Te maken opgaven
A – Typ uit de tekst over de enkelbreuk het gedeelte over dat begint met de woorden "Ontstaansmoment" en eindigt met "boven de enkelvork.".
B – Schrijf een vervolg op de tekst over de enkelbreuk dat direct aansluit op de laatste zin.

Te lezen tekst
■ ■ ■ ■ ■ ■ ■

Enkelbreuk
De enkel wordt gevormd door het scheenbeen en kuitbeen. Het enkelgewricht bestaat uit twee losse gewrichten die voor de beweeglijkheid zorgen, het onderste en bovenste sprongewricht. Het is omgegeven door een bandapparaat (ligamenten) die voor extra stabiliteit zorgen.
Ontstaansmoment
Een breuk van de enkel ontstaat meestal na een val of ongeluk. In sommige gevallen, waarbij er sprake is van een fors inversietrauma, kunnen de botten ook breken.
De enkel kan op verschillende plaatsen breken, de Weber classificatie is een de meeste gebruikte indeling voor de locatie van de breuk. De indeling is als volgt:
Weber a: een breuk laag in de enkelvork.
Weber b: net boven de enkelvork.
Weber c: hoog in het kuitbeen.

■ ■ ■ ■ ■ ■ ■

Opgeslagen gegevens
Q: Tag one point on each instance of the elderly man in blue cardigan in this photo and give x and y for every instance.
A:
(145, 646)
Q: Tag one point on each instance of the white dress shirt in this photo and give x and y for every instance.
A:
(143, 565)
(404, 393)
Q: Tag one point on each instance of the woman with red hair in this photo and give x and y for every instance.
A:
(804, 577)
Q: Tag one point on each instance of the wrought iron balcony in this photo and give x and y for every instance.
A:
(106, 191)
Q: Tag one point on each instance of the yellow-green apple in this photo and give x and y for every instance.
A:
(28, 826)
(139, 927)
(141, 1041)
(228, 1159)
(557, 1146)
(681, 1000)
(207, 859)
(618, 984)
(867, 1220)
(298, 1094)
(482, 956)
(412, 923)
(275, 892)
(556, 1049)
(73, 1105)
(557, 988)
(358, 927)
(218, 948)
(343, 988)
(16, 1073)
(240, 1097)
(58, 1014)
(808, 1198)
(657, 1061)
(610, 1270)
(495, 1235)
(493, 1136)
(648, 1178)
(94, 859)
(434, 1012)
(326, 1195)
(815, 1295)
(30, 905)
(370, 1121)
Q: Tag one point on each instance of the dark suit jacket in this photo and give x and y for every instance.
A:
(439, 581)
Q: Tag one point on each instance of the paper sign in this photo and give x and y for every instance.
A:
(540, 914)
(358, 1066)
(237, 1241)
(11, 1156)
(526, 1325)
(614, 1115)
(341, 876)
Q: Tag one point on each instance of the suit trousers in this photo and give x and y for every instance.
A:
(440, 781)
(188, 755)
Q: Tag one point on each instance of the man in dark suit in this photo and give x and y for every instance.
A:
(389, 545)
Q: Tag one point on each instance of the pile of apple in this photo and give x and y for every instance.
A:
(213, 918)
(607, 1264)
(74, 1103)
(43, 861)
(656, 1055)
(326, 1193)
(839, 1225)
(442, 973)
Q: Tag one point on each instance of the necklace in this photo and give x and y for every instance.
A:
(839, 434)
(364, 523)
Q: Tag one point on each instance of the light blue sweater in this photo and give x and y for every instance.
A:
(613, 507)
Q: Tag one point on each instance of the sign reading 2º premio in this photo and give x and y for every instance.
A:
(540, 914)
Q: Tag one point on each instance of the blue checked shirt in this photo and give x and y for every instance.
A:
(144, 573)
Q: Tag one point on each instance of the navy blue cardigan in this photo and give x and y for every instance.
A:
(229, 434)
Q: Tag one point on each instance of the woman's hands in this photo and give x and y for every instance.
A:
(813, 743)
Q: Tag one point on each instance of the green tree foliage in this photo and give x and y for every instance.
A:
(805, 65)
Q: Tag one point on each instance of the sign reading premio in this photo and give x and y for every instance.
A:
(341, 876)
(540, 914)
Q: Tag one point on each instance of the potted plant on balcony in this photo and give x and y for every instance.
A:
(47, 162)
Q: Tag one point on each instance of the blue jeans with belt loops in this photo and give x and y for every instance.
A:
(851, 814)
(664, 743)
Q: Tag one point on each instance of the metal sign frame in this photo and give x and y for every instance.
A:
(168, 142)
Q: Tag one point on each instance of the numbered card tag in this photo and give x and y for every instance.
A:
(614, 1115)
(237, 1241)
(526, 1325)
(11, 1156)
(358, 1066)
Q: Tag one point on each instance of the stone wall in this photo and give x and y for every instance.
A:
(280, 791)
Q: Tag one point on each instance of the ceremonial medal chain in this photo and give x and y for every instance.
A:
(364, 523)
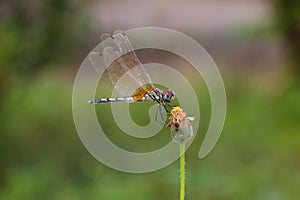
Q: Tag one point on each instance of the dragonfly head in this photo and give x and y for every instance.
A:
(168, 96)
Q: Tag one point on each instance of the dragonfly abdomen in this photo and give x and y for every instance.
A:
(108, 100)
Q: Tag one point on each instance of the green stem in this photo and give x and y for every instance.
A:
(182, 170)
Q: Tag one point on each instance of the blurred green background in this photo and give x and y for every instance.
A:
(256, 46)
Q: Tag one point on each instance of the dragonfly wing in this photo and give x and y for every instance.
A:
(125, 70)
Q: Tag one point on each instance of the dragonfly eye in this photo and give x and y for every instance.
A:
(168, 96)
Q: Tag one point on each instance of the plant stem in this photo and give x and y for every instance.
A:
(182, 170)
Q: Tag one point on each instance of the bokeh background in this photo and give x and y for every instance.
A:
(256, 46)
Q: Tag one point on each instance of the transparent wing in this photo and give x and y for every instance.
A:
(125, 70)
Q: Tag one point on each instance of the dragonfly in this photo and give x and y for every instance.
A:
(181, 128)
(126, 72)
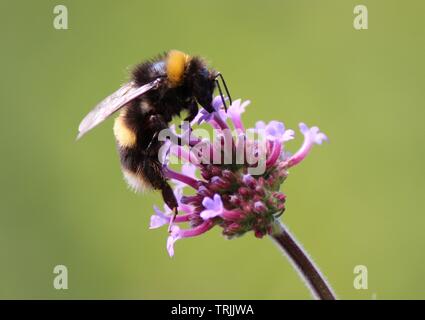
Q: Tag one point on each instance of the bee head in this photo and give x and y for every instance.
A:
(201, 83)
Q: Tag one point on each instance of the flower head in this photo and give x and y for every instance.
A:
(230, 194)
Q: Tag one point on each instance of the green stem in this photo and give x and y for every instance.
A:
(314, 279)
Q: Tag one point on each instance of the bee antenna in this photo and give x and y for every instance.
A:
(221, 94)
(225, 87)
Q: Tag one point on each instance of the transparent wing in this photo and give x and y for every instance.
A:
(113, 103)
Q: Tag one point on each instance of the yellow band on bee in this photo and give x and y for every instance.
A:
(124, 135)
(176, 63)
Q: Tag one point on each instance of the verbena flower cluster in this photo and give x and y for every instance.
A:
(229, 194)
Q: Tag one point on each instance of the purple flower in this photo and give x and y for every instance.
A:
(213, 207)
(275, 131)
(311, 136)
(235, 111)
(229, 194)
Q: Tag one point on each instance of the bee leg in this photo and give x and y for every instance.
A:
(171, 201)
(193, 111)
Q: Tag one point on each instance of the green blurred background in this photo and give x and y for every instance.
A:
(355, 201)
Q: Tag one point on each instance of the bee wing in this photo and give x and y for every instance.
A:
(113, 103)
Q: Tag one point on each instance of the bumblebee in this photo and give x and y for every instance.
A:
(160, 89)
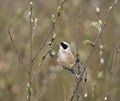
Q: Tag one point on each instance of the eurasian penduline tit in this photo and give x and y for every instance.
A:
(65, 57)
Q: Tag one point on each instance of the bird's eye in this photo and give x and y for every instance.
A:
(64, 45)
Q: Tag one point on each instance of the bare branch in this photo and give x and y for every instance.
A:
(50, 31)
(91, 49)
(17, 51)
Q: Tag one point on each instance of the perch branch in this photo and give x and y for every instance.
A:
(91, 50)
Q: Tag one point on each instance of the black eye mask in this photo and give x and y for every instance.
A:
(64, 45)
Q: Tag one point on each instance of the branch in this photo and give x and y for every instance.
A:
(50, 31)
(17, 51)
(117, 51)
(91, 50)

■ ■ ■ ■ ■ ■ ■

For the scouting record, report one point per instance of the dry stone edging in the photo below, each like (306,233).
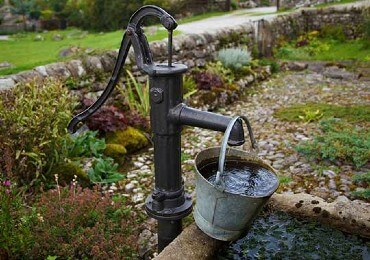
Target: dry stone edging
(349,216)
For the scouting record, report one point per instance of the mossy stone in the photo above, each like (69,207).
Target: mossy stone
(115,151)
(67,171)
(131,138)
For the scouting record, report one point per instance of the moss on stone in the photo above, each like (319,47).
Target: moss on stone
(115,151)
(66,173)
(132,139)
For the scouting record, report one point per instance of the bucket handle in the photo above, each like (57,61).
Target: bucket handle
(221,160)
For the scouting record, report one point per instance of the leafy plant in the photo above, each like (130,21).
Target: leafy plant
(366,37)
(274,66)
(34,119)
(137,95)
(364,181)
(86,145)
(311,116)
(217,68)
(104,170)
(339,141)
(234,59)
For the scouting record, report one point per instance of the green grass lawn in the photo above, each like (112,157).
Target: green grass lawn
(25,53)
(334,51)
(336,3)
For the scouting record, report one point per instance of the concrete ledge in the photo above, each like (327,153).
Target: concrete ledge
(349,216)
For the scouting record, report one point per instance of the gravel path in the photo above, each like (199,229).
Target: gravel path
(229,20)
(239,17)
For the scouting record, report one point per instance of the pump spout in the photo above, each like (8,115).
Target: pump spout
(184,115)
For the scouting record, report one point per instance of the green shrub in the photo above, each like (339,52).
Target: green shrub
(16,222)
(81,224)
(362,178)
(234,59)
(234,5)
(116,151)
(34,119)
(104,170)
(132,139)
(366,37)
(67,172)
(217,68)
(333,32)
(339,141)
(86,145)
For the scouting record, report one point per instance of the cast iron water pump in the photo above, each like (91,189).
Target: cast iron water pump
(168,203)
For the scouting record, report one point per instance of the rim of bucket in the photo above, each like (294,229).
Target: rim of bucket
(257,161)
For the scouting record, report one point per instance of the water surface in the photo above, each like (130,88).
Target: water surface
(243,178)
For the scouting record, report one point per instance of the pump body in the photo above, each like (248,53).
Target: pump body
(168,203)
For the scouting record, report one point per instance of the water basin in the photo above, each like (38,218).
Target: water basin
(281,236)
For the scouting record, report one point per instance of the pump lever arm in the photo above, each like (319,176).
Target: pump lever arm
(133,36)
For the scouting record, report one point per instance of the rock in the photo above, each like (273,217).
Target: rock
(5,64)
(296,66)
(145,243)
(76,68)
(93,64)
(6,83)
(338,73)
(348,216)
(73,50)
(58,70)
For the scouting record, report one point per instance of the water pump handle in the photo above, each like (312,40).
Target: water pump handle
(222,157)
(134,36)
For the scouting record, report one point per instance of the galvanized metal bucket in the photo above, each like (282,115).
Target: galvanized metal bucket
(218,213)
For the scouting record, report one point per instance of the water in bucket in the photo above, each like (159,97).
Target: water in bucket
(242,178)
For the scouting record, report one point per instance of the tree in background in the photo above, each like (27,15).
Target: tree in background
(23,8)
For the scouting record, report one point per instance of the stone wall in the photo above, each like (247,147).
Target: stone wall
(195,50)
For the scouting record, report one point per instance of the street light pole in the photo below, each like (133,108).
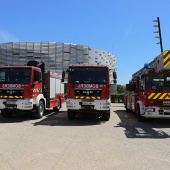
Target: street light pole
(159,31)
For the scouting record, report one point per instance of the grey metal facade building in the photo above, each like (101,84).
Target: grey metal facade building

■ ■ ■ ■ ■ ■ ■

Jouw antwoorden
A –
Ontstaansmoment
Een breuk van de enkel ontstaat meestal na een val of ongeluk. In sommige gevallen, waarbij er sprake is van een fors inversietrauma, kunnen de botten ook breken.
De enkel kan op verschillende plaatsen breken, de Weber classificatie is een de meeste gebruikte indeling voor de locatie van de breuk. De indeling is als volgt:
Weber a: een breuk laag in de enkelvork.
Weber b: net boven de enkelvork.

B –
Symptomen
– Pijn direct na het ontstaansmoment
– Bewegen van de enkel is pijnlijk
– Zwelling rondom de enkel
– Nachtelijke pijn
– Onvermogen om de enkel te belasten, niet meer dan 4 passen kunnen zetten
– Drukpijn op het bot
Behandeling
De behandeling is afhankelijk van de complexiteit van de breuk. In veel gevallen gaat de enkel voor een periode van 4 tot 6 weken in het gips. Als de breuk gecompliceerd is kan de orthopeed er voor kiezen om te opereren. In beide gevallen is het noodzakelijk om de revalidatie voort te zetten bij de fysiotherapeut. De behandelingen zijn gericht op het verbeteren van de mobiliteit, stabiliteit, propriocepsis en kracht. De revalidatie kan wel een jaar duren om weer op het gewenste niveau te kunnen functioneren.